### Text
■ ■ ■ ■ ■ ■ ■

Top 5 most unusual questions:

1. Can you guarantee the pool heat at a constant 88 degrees and if not can we get a discount for every degree under?

2. Can we have a machete/cutlass to keep under our bed?

3. Can you move the house 180 degrees?

4.Where is the nearest shop for kosher foods and what are the exact measurements of frozen food space in the villa to store the supplies?

5. What is the distance between the toilet seat and the nearest wall?

Top 5 funniest questions:

1. Is there any way to stop the church bells from ringing at 7am?

2. Could you please send a picture of the toaster?

3. Do you cater for UK swinger holidays?

4. Is it all right to jump naked into the pool?

5. What are the floors in each room made of and can we see some pictures of them?

Top 3 funniest animal-related questions

1. Where can we keep our donkey at night?

2. How many mosquitoes do you have? (The owner replied “3, one called Fred, one called George and one called Mildred”. The amused holidaymaker subsequently booked!)

3. Am I likely to get eaten by an alligator? (for a property in Florida)

Thursday, 8 September 2011

The Failed Prude

As my body is propelled forward, both skis are ripped off and ill-fitting bikini bottoms solely worn for very occasional beach holidays determinedly attempt to heighten my already growing shame. Ever since I can remember I've been a bit of a prude but for some unfortunate reason my clothes seem to have their own rather contrary opinions about flesh coverage.

■ ■ ■ ■ ■ ■ ■

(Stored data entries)
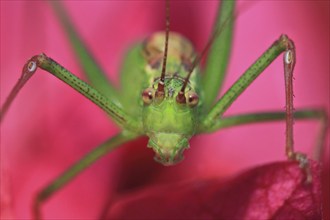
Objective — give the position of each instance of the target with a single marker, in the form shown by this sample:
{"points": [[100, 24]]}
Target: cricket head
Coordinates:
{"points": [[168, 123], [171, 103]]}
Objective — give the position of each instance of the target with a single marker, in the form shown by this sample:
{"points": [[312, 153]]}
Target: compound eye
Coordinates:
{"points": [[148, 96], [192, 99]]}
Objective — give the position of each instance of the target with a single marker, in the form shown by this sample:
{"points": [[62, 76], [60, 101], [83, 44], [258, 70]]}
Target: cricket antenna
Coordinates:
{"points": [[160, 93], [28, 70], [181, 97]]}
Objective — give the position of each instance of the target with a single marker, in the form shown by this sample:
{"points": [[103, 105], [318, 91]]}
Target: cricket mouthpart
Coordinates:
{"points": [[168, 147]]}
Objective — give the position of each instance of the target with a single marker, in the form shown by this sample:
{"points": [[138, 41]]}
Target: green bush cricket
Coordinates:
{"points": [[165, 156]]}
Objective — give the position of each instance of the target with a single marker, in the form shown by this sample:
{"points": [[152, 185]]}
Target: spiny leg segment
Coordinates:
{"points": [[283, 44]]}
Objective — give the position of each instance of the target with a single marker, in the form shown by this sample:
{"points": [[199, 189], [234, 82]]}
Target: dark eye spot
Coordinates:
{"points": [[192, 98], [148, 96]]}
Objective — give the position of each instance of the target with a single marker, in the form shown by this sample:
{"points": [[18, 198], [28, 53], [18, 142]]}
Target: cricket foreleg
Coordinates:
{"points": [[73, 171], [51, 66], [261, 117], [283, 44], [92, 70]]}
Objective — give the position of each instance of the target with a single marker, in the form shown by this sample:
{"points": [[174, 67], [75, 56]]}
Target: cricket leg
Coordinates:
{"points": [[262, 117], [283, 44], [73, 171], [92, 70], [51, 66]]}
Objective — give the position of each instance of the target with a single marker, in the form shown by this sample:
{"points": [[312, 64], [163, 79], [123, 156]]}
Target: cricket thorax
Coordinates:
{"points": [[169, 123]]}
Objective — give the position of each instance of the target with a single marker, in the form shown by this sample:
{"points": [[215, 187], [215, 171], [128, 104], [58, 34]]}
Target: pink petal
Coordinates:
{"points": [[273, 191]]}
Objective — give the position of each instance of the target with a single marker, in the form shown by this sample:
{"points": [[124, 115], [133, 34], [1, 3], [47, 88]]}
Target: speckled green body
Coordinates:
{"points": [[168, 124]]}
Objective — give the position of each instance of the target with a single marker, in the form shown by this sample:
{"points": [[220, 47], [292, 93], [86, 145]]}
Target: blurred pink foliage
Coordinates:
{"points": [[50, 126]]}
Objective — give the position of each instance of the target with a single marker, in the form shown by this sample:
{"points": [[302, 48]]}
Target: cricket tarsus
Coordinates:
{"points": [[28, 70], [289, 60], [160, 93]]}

■ ■ ■ ■ ■ ■ ■

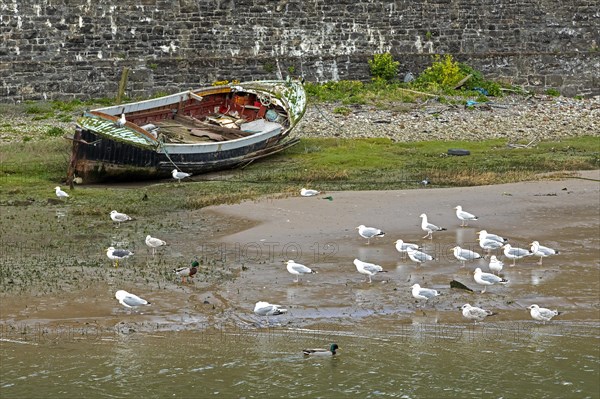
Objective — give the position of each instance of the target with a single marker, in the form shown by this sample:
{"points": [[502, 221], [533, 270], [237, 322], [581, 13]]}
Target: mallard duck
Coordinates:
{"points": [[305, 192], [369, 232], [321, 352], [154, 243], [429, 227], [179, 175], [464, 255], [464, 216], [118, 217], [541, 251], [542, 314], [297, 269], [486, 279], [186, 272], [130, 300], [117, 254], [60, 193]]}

■ ■ ■ ■ ■ ■ ■

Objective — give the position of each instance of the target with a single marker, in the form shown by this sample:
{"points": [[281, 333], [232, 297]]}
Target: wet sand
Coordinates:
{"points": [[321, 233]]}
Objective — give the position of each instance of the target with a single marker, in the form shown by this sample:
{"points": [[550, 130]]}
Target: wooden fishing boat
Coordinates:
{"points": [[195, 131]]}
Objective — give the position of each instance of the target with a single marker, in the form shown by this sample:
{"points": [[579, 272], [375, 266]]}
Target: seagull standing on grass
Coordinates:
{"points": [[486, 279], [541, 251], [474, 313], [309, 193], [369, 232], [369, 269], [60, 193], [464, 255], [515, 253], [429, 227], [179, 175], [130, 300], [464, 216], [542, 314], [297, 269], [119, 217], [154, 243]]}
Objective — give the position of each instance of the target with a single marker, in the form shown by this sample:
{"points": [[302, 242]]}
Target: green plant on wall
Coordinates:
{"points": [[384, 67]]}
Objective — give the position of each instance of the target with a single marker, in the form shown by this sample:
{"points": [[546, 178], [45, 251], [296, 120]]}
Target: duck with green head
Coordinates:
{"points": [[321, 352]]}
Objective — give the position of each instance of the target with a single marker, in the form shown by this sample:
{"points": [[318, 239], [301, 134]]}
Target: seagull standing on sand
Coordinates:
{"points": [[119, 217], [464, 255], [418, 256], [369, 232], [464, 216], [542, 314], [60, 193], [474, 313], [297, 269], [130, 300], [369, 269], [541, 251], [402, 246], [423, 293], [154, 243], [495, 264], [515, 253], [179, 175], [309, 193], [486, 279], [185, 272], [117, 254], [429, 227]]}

■ ■ ■ ■ ■ ■ ■

### What you will do
Repeat the entire text from above, word for word, from its first line to its last.

### Solution to this problem
Top 5 most unusual questions:

1. Can you guarantee the pool heat at a constant 88 degrees and if not can we get a discount for every degree under?

2. Can we have a machete/cutlass to keep under our bed?

3. Can you move the house 180 degrees?

4.Where is the nearest shop for kosher foods and what are the exact measurements of frozen food space in the villa to store the supplies?

5. What is the distance between the toilet seat and the nearest wall?

Top 5 funniest questions:

1. Is there any way to stop the church bells from ringing at 7am?

2. Could you please send a picture of the toaster?

3. Do you cater for UK swinger holidays?

4. Is it all right to jump naked into the pool?

5. What are the floors in each room made of and can we see some pictures of them?

Top 3 funniest animal-related questions

1. Where can we keep our donkey at night?

2. How many mosquitoes do you have? (The owner replied “3, one called Fred, one called George and one called Mildred”. The amused holidaymaker subsequently booked!)

3. Am I likely to get eaten by an alligator? (for a property in Florida)

Thursday, 8 September 2011

The Failed Prude

As my body is propelled forward, both skis are ripped off and ill-fitting bikini bottoms solely worn for very occasional beach holidays determinedly attempt to heighten my already growing shame. Ever since I can remember I've been a bit of a prude but for some unfortunate reason my clothes seem to have their own rather contrary opinions about flesh coverage.